AIM: Pull out every line of the records that contains the word "foliage" and copy those lines.

PROVIDED RECORDS:
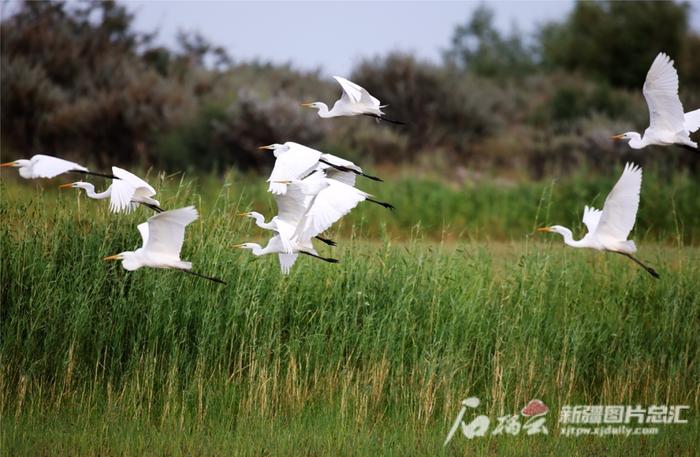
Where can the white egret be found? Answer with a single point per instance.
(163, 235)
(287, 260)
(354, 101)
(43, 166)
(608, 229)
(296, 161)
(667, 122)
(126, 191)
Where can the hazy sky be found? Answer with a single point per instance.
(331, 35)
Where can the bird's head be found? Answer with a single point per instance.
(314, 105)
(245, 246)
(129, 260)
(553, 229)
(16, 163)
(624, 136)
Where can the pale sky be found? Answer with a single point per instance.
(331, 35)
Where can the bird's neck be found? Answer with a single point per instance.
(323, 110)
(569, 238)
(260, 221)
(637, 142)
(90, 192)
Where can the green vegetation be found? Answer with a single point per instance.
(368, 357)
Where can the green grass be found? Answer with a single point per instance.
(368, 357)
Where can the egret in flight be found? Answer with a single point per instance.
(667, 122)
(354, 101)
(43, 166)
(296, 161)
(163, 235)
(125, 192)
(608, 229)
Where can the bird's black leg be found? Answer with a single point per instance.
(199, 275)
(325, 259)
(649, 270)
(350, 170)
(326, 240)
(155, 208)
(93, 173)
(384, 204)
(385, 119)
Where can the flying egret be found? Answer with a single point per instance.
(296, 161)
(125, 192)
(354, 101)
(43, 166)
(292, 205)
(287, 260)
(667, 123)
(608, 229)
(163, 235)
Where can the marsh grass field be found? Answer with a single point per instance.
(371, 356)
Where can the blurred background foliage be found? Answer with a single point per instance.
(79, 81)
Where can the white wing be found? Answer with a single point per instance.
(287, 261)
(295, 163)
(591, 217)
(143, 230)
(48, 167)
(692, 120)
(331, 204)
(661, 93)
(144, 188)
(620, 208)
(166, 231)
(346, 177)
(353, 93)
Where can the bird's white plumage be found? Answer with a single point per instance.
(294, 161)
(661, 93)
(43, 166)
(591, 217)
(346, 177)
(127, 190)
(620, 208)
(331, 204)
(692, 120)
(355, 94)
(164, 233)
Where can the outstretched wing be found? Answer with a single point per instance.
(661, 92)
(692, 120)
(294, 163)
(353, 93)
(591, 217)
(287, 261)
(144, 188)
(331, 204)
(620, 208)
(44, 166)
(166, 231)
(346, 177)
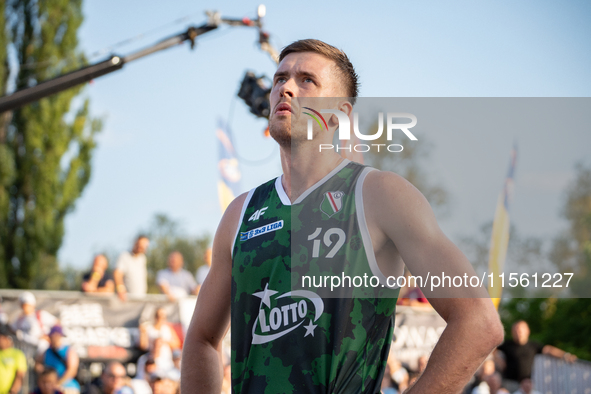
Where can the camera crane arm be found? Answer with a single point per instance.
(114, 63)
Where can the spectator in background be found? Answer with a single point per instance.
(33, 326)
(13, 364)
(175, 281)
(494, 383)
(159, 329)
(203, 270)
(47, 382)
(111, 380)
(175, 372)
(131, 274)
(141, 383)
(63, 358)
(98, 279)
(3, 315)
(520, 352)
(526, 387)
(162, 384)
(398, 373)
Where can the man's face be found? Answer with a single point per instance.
* * *
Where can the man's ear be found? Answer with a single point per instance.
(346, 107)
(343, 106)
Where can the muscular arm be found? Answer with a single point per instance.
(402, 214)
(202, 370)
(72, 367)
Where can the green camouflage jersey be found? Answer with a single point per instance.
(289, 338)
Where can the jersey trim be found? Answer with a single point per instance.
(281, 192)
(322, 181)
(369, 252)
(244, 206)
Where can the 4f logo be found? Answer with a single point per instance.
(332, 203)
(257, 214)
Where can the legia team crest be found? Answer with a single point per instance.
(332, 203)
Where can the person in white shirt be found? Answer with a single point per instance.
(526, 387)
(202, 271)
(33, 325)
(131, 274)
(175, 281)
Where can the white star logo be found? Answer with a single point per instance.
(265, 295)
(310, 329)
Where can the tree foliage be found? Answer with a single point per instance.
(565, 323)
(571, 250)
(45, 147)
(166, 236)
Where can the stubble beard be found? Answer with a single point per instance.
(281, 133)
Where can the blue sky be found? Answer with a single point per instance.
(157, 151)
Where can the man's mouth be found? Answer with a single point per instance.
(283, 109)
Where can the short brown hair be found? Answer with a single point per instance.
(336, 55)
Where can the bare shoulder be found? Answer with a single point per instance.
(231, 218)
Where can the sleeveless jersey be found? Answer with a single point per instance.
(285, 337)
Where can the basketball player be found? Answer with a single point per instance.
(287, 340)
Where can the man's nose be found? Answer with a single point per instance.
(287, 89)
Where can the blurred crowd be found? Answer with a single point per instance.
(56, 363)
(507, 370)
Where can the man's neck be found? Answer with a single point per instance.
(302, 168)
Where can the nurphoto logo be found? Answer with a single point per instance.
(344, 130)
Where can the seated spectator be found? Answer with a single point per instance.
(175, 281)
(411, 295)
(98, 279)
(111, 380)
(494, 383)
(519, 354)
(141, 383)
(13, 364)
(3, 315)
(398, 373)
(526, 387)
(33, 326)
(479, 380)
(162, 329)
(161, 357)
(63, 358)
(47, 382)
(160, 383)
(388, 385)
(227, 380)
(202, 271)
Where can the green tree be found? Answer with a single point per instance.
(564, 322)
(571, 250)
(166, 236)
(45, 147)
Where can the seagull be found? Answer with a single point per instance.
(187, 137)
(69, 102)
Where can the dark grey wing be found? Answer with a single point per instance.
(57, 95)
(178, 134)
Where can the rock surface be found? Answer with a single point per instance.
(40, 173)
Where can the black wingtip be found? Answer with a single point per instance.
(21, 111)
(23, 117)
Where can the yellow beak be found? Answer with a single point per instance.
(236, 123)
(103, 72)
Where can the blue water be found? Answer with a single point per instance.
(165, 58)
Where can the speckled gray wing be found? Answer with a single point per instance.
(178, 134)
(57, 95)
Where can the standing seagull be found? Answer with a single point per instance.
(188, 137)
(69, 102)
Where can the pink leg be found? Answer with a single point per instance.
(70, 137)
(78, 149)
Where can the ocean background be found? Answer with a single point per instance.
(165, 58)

TASK OUTPUT:
Where can the blurred background foliage be found? Answer with a single point per instance.
Where can the tree foliage be found? Answer with a single point per instance.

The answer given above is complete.